# Best time to get plow contract



## wxmn6 (May 23, 2001)

I would like to know when is the best time to start searching for customers and when to get the contracts signed? I am new to snowplowing business so please help me out. I would like to know what the contract should look like. I checked out Chuck's snowplowing-contractors.com site and tried to view the link to sample plowing contract but it appears that this link is gone. Is there anyone who can give me some suggestion of making a contract? I will only be doing the plowing, no salting. I will be using a Toyota pickup truck so I think that I would limit one "push" for each 6" of snow. What do you think of this pricing setup? If you think you have a better suggestion than my idea below, let me know. Thanks!

2"-5.9" = $x
6.0"-11.9" = $2x
12"+ = $2x + $y for each additional 2" of snow


----------



## Mick (May 19, 2001)

The last two are basically the same (2x). Maybe you meant 3x? Actually, I'd suggest the 2nd 6" increment to 1 1/2x

I'd also suggest joining SIMA. Lots of good help for a new person. You'll definitely make the cost of membership back if you're willing to take advise and learn from others.

Good Luck,
Mick


----------



## wxmn6 (May 23, 2001)

Mick, what I mean by the 12"+ pricing is like for example, it cost a customer $30 for one "push" so it would be $60 plus $10 for each additional 2" of snow above 12". So let say for example there is a 16" snowstorm to plow, that would be $60 plus $20 equal $80. This mean that I would need to visit three times. Just wondering, why do you suggest me to charge customers 1 1/2x rather than 2x for 6" to 11.9" storm if I have to visit two times? Is it because it sound unreasonable to charge customers 2x for 6" or 7" snowstorm? Maybe should I narrow it down to like 6" to 8.9" for 1 1/2x and 9" to 11.9" for 2x? Thanks!


----------



## Chuck Smith (Dec 30, 1999)

Now is as good a time as any to try and get new contracts, or express interest in getting contracts. More so commercial contracts than residential ones. Many commercial contracts go out to bid during the summer months, you'd be surprised. As far as the increments, they can vary. Some guys use 1 - 6" as the first, others use 1 - 4". I always like to start at 1", even though some contracts have a 2" trigger. This is in case they call when there is less than 2" of snow. The price is already spelled out for them, and they don't try to haggle.

• **Records provided**

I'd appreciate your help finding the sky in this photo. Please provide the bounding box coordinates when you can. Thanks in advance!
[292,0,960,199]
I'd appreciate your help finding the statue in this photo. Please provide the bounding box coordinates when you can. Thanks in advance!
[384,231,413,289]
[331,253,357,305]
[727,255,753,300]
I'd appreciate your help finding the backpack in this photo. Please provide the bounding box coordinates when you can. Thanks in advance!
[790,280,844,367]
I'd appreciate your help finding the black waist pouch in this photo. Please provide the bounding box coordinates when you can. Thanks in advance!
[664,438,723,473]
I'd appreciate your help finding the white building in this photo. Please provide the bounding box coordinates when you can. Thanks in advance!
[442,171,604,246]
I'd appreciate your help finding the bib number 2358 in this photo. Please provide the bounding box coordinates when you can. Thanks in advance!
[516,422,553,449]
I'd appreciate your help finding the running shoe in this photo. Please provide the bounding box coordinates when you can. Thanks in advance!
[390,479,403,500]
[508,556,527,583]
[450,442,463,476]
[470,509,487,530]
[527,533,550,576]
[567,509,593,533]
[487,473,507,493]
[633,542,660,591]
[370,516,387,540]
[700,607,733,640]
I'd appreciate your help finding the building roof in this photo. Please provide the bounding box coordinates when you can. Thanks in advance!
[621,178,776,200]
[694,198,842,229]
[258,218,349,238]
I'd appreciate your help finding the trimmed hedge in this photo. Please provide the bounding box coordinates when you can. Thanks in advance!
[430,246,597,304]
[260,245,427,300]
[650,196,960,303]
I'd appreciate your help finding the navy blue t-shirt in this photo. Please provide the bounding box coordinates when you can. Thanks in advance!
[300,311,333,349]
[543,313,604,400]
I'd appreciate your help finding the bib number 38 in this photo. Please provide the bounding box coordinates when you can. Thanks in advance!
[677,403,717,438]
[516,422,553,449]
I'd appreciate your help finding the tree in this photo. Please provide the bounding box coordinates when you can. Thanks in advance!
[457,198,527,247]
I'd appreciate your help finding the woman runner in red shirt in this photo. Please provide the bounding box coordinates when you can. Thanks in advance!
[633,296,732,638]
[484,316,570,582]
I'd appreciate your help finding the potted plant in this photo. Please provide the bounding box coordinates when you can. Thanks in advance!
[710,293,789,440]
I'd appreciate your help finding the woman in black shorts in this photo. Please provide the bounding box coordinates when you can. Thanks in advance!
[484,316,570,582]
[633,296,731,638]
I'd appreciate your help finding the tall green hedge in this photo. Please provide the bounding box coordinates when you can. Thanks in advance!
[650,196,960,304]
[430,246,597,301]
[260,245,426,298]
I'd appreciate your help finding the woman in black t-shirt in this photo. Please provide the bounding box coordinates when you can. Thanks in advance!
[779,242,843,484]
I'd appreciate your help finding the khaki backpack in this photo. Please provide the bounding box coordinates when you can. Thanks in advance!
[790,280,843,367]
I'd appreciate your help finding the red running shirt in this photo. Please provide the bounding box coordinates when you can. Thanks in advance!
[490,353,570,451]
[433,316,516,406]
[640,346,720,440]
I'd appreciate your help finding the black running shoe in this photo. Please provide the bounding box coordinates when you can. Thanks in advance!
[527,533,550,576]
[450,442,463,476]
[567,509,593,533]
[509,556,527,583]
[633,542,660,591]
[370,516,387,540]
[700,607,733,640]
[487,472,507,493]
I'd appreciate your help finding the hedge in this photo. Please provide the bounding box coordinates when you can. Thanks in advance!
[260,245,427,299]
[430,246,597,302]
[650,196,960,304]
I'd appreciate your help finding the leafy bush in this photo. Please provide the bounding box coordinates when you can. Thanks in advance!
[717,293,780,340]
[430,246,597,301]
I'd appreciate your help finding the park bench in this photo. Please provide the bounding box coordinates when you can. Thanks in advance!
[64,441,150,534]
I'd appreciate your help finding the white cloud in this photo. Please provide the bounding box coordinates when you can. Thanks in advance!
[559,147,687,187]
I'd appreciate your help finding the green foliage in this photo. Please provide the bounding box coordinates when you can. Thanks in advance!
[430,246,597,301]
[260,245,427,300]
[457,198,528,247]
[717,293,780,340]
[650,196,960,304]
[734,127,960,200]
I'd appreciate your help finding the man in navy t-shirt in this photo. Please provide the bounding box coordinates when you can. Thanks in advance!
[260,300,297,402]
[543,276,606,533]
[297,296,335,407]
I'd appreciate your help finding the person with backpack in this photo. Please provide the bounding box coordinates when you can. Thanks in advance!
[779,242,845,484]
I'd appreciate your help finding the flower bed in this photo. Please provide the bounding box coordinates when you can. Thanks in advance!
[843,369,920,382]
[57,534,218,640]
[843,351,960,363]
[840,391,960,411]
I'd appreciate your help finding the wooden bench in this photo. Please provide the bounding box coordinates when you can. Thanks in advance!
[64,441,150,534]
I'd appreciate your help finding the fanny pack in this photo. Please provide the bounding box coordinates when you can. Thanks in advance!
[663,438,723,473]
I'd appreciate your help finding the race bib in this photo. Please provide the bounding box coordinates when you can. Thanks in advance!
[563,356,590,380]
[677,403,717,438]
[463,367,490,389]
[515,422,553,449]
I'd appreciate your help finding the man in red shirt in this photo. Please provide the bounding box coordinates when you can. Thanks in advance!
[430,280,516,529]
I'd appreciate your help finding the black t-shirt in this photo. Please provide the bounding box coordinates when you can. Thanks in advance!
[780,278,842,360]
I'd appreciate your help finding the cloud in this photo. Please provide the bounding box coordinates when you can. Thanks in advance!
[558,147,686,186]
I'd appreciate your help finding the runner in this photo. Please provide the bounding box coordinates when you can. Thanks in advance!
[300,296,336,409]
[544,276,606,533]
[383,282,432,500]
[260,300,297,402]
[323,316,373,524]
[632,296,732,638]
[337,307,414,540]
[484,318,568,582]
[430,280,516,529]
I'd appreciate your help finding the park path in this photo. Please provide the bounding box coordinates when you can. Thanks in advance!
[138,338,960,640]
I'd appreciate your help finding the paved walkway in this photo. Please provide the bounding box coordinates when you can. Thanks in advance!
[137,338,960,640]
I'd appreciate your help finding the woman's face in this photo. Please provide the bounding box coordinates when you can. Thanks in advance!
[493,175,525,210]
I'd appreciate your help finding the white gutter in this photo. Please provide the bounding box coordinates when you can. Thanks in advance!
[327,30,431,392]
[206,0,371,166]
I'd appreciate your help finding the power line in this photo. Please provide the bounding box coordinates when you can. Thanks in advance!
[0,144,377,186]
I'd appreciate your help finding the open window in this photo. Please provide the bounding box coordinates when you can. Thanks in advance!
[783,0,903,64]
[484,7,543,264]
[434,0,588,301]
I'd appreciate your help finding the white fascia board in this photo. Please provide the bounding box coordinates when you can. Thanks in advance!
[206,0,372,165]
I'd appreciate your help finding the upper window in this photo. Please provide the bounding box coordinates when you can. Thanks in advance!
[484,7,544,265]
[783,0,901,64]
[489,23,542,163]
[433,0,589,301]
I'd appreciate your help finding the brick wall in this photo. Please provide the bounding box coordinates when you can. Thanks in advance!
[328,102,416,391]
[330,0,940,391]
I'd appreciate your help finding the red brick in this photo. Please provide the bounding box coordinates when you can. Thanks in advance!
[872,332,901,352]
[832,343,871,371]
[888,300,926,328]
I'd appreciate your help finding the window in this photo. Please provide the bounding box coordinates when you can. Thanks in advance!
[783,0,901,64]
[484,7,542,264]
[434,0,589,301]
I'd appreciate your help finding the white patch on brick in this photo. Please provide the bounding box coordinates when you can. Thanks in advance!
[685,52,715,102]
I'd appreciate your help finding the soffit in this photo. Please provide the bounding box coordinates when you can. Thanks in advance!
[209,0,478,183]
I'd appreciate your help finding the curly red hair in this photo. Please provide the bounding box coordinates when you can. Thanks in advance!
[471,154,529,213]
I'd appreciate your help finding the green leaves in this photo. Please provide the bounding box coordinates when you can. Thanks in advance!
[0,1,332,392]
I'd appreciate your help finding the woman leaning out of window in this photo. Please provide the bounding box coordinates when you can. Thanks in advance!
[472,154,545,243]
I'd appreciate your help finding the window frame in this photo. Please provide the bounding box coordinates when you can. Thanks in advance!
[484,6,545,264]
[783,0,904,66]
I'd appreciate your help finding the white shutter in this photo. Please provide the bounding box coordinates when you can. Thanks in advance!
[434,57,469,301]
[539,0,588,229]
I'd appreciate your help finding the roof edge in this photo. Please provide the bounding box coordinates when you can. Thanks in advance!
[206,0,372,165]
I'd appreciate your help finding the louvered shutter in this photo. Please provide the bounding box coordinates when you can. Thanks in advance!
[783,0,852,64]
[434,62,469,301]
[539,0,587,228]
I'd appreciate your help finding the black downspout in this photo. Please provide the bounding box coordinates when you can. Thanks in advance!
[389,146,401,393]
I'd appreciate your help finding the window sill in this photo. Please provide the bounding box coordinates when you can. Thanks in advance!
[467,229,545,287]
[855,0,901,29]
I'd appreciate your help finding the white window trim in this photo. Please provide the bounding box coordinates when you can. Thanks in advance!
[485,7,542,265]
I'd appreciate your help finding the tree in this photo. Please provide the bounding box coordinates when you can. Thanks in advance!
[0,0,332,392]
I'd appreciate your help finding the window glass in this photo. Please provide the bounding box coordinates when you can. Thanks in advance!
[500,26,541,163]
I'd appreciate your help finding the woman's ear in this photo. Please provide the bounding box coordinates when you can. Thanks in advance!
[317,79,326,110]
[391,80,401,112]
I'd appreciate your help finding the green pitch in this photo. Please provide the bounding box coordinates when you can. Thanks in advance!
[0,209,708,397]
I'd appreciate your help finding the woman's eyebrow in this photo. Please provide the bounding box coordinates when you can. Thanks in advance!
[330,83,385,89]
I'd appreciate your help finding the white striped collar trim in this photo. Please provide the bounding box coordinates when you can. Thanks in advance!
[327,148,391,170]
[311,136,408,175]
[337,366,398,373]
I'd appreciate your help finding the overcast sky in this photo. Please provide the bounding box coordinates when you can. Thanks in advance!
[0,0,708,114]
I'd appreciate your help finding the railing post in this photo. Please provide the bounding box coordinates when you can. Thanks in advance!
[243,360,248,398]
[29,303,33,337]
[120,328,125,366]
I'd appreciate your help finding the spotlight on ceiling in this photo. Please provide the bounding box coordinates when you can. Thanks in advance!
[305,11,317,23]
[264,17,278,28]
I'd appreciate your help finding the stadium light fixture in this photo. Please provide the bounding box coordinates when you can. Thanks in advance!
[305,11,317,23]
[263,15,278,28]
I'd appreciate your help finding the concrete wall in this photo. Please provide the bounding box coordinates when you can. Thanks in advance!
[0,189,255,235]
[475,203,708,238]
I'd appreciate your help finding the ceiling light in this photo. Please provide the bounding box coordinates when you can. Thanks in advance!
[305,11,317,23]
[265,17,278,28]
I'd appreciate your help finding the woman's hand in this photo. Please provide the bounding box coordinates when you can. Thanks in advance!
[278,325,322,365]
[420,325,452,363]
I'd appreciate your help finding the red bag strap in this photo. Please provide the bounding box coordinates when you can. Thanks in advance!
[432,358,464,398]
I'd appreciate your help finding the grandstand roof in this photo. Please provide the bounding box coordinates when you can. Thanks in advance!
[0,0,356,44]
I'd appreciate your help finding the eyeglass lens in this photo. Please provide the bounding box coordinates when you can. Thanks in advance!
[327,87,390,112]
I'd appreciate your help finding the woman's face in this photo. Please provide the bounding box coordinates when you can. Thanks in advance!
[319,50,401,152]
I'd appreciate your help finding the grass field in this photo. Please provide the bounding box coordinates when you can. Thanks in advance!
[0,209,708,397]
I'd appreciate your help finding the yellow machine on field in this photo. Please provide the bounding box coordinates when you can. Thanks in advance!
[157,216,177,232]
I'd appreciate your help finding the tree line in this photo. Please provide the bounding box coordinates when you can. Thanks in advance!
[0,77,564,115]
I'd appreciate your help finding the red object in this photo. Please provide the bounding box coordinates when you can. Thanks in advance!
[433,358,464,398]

• **Written request**
Repeat, word for word, the stretch of the snowplowing contract thread above from "I'd also suggest" through "for 2x? Thanks!".

• **Written answer**
I'd also suggest joining SIMA. Lots of good help for a new person. You'll definitely make the cost of membership back if you're willing to take advise and learn from others.

Good Luck,
Mick


----------



## wxmn6 (May 23, 2001)

Mick, what I mean by the 12"+ pricing is like for example, it cost a customer $30 for one "push" so it would be $60 plus $10 for each additional 2" of snow above 12". So let say for example there is a 16" snowstorm to plow, that would be $60 plus $20 equal $80. This mean that I would need to visit three times. Just wondering, why do you suggest me to charge customers 1 1/2x rather than 2x for 6" to 11.9" storm if I have to visit two times? Is it because it sound unreasonable to charge customers 2x for 6" or 7" snowstorm? Maybe should I narrow it down to like 6" to 8.9" for 1 1/2x and 9" to 11.9" for 2x? Thanks!